==== TEXTE FOURNI ====

Un mini-péage sur les paiements : une solution pour financer la transition vers une économie durable

Pages 45 à 47

Notes

  • [1]
    Grandjean et Martini (« Financer la transition énergétique », Éditions de L’Atelier 2016) évaluent les besoins de financement public de la transition énergétique à environ 100 milliards d’euros par an pour la France.
  • [2]
    Un paiement scriptural est un transfert de fonds entre deux comptes bancaires, initié, par exemple, via un chèque, une carte bancaire ou un virement. Il se distingue des paiements en espèces (pièces ou billets) qui sont anonymes et difficiles à taxer.
  • [3]
  • [4]
    La taxe française sur les achats d’actions rapporte environ 1 milliard d’euros par an, soit moins de 0,05 % du PIB français.
  • [5]
    On distingue les paiements de « gros » qui concernent surtout les établissements financiers, et les paiements de « détail » qui concernent les particuliers et les entreprises non financières.
  • [6]
    Il faut bien sûr tenir compte du fait que ce ratio pourrait changer suite à l’instauration du mini-péage.
  • [7]
    Il est sans doute même inférieur, à cause des paiements en espèces et du fait qu’une partie de l’épargne est laissée sur le compte courant du ménage.

==== DONNÉES EXTRAITES ====

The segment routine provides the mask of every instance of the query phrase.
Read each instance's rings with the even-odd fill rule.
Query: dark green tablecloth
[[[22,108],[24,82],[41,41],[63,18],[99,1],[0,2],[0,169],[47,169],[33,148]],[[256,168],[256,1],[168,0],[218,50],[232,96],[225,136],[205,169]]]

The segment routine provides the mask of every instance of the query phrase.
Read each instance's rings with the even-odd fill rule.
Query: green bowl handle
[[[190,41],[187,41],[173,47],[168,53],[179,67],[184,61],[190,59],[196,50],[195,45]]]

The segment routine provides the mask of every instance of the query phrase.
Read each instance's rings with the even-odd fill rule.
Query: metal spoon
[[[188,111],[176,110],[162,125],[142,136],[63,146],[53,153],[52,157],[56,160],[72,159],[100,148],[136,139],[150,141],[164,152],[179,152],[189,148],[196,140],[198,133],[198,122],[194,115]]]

====

■ **LISTE DES TÂCHES**
- a) Recopiez mot pour mot le passage du texte sur le mini-péage qui commence par « Un mini-péage sur » et se poursuit jusqu'à « difficiles à taxer. ».
- b) Repérez dans le listing chaque ligne où figure le mot « green », puis recopiez ces lignes en respectant la casse.

■ **CORRIGÉ DES EXERCICES**
- a)
Un mini-péage sur les paiements : une solution pour financer la transition vers une économie durable

Pages 45 à 47

Notes

  • [1]
    Grandjean et Martini (« Financer la transition énergétique », Éditions de L’Atelier 2016) évaluent les besoins de financement public de la transition énergétique à environ 100 milliards d’euros par an pour la France.
  • [2]
    Un paiement scriptural est un transfert de fonds entre deux comptes bancaires, initié, par exemple, via un chèque, une carte bancaire ou un virement. Il se distingue des paiements en espèces (pièces ou billets) qui sont anonymes et difficiles à taxer.

- b)
Query: dark green tablecloth
Query: green bowl handle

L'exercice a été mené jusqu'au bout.